(What you are asked to do) Copy the data that follows exactly, and include none of its images.

(Entries shown)
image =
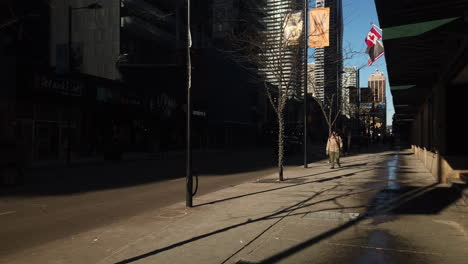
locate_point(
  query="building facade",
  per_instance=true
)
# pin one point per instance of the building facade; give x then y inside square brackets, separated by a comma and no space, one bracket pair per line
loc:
[350,96]
[376,83]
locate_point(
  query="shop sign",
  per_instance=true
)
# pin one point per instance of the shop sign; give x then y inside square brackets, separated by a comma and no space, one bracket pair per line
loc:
[59,85]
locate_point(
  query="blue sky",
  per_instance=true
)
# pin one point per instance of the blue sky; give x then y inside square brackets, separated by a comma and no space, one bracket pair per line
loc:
[357,15]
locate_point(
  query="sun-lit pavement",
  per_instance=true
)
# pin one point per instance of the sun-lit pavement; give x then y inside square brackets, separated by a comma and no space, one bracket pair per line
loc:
[378,208]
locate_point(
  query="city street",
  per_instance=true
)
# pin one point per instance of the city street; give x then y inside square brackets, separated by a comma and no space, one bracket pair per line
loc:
[62,202]
[380,207]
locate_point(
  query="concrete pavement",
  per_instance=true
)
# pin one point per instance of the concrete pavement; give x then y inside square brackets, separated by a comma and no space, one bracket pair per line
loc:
[381,207]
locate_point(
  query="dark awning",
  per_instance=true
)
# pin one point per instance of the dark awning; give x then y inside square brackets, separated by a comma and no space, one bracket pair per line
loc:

(Task output)
image =
locate_point(
  query="building facade",
  per_instance=true
)
# pin one point per instance of the building facade; give x then y inside square brackets, separated by a comma and no space, one bracket pair per line
loc:
[350,96]
[376,83]
locate_point(
  query="shop sign",
  per_instance=true
)
# pin one point per instance of the shop sign; give x then y inside square brackets, separated by a comma and no space, one bracket pair per line
loc:
[59,85]
locate_point(
  query="blue sky",
  per_instance=true
)
# pin one point per instance of the blue sky; give x then y inside square brackets, separated by a comma and no space, one bracket pair per line
loc:
[357,15]
locate_point(
  query="sun-lit pavement",
  per_instance=true
)
# pin one point per instance of the sun-lit pavement; give x then y inside square brackets, separated by a comma and no space, one bracket pair per line
loc:
[378,208]
locate_point(
  query="city street",
  per_instance=true
)
# pin one point per instance of the city street; give x then y inside square brackets, separated by a comma and no space, one bracket pair per line
loc:
[62,202]
[380,207]
locate_point(
  query="concrete pavement",
  per_instance=true
)
# pin one point per instance of the concrete pavement; give x then y inside square brackets, separated by a comma and no space, one bracket pair per line
loc:
[381,207]
locate_point(
  query="dark awning",
  per_instance=true
)
# pin one point per instance of the dark awning; give x then y inside square brackets, separated by a comma and no space, one bracket pair per line
loc:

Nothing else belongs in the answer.